» **Brief**: Reproduce word for word the stretch of the records from the line containing "of the swimming" through the last line of the records, including both ends.

» **Raw records**:
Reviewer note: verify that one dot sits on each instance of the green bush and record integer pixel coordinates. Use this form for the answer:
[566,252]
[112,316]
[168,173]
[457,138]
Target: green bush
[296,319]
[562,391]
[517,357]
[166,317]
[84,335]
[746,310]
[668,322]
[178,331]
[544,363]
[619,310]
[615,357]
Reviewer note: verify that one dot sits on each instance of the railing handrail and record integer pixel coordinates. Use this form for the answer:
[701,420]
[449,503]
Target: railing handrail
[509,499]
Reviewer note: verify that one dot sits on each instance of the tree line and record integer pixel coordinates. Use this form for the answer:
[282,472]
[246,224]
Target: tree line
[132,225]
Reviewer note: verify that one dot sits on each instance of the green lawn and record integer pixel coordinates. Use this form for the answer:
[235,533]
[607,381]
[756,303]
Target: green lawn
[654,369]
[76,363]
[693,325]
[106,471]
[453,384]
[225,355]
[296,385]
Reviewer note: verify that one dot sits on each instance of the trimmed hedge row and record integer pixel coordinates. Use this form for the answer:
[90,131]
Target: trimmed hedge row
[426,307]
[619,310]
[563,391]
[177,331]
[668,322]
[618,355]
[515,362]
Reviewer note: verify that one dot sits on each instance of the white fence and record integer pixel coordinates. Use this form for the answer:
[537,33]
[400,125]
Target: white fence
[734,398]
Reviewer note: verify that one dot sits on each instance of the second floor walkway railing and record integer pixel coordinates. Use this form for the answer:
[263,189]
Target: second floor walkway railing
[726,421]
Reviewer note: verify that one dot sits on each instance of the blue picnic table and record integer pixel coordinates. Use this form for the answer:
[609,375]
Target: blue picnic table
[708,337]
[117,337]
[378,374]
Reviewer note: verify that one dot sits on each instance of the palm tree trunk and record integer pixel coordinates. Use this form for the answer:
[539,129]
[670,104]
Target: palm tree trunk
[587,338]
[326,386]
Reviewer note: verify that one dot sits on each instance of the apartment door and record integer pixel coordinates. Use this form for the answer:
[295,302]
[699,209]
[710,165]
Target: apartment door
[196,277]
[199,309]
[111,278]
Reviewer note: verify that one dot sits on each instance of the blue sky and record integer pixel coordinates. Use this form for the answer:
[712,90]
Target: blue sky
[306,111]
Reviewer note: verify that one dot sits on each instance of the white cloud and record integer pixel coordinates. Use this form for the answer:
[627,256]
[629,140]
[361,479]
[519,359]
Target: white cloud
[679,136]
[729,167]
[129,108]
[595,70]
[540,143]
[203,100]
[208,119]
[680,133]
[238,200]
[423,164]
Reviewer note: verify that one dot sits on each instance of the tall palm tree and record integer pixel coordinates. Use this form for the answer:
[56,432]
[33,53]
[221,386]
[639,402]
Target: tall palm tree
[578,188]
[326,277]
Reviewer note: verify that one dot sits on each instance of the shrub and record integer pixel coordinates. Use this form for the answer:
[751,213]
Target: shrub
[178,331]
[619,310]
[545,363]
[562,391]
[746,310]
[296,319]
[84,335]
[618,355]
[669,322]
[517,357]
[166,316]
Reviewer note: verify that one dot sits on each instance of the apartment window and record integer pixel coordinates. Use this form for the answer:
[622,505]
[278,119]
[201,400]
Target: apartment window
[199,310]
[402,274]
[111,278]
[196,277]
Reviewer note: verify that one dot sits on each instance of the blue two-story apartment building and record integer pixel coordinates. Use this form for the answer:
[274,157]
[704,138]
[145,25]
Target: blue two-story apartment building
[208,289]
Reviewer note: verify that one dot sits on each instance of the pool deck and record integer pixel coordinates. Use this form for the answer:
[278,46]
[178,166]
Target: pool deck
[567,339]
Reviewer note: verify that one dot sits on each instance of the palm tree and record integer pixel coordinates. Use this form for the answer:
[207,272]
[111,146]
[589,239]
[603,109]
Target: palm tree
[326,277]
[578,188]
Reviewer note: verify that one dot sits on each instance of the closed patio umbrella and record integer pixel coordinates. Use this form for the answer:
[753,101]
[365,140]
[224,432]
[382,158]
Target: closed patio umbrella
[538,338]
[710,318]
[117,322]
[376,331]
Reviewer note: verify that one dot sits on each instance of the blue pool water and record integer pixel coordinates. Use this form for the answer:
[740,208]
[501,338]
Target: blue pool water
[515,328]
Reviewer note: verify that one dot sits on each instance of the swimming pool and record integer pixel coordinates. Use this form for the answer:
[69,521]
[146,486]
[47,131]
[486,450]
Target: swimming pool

» **Solution for this exercise**:
Reviewer note: verify that one dot sits on each instance of the swimming pool and record integer pixel coordinates. Use this form for the answer:
[69,521]
[146,486]
[47,131]
[486,450]
Target: swimming pool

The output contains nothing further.